■ Auftrag A
Übersetze diesen Satz aus dem Urteil zu Kinderbetreuungskosten ins Englische: „Der Kläger war in 2009 erwerbstätig, die Klägerin erklärte keine Einkünfte aus einer Erwerbstätigkeit.“

■ Text
>>>
16.02.2012
Finanzgericht Düsseldorf: Urteil vom 12.10.2011 – 7 K 2296/11 E
Auch im Falle der Unterbrechung der Erwerbstätigkeit wegen Arbeitslosigkeit für 9 Monate besteht ein hinreichend enger wirtschaftlicher und zeitlicher Zusammenhang zwischen den Kinderbetreuungskosten während der Zeit der Arbeitssuche und der Aufnahme einer neuen Erwerbstätigkeit, wenn eine ganztägige Betreuung des Kindes für den Fall einer Wiederaufnahme der Berufstätigkeit bei Kündigung des Betreuungsvertrags nicht sichergestellt wäre (gegen BMF-Schreiben vom 19.1.2007, BStBl I 2007,184 Rz. 24).
Tatbestand
Die Kläger machten in der Einkommensteuererklärung 2009 Kinderbetreuungskosten für das am 23. 4. 2002 geborene Kind „A” für die Zeit vom 1. 8. bis 31. 12. 2009 in Höhe von 905 EUR geltend und für das am 15. 4. 1999 geborene Kind „B” in Höhe von 987 EUR für die Zeit vom 1. 1. bis 31. 7. 2009. Zur Begründung war ausgeführt „Betreuung Offener Ganztag”, bezüglich „A” : bis 31. 7. gemeinsame Betreuung bei Kind 1) und bezüglich „B” : ab 8/09 Schulwechsel.
Der Kläger war in 2009 erwerbstätig, die Klägerin erklärte keine Einkünfte aus einer Erwerbstätigkeit. Sie bezog ausweislich der beigefügten Entgeltbescheinigung der Bundesagentur für Arbeit Arbeitslosengeld nach § 117 SGB III für die Zeit vom 1. 1. bis 31. 12. 2009 in Höhe von 8.110,20 EUR. Laut Bescheinigung der Fa. „C” in „D” war die Klägerin dort im Oktober 2009 40 Stunden unentgeltlich zur Probe tätig und ab November 2009 im Rahmen einer 400 EUR-Tätigkeit angestellt.
<<<
■ Auftrag B
Aktualisiere die Einträge unten, indem du „man in grey suit“ überall durch „woman in red coat“ ersetzt und alles andere unverändert lässt. Die Bilder gehören nicht in die Antwort.

■ Quelleinträge
>>>
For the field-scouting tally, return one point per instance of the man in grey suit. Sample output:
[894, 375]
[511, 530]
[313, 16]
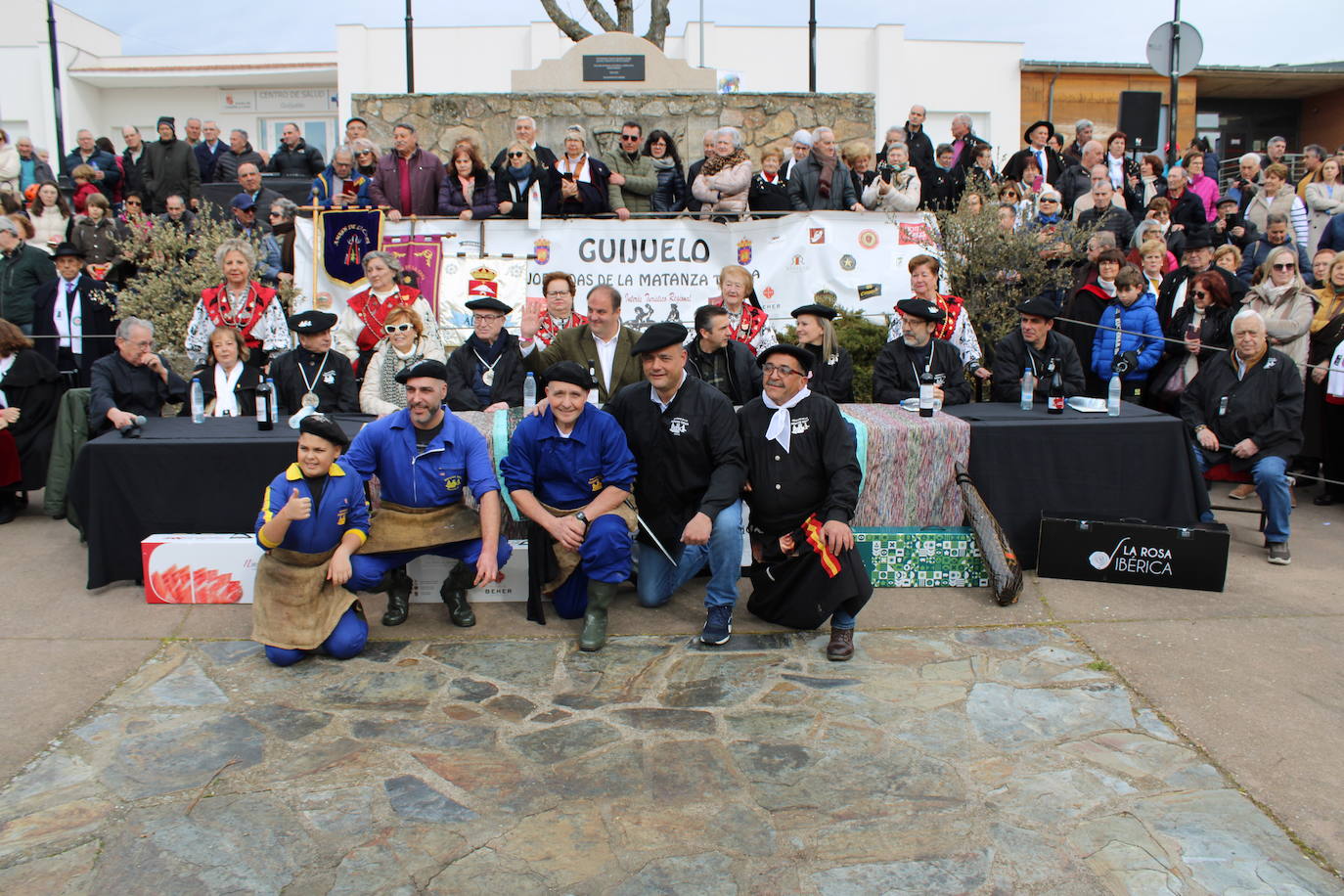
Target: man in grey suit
[822, 182]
<<<
■ Vollständige Lösung A
The male plaintiff was gainfully employed in 2009; the female plaintiff declared no income from gainful employment.

■ Vollständige Lösung B
For the field-scouting tally, return one point per instance of the woman in red coat. Sample output:
[894, 375]
[511, 530]
[313, 16]
Target: woman in red coat
[822, 182]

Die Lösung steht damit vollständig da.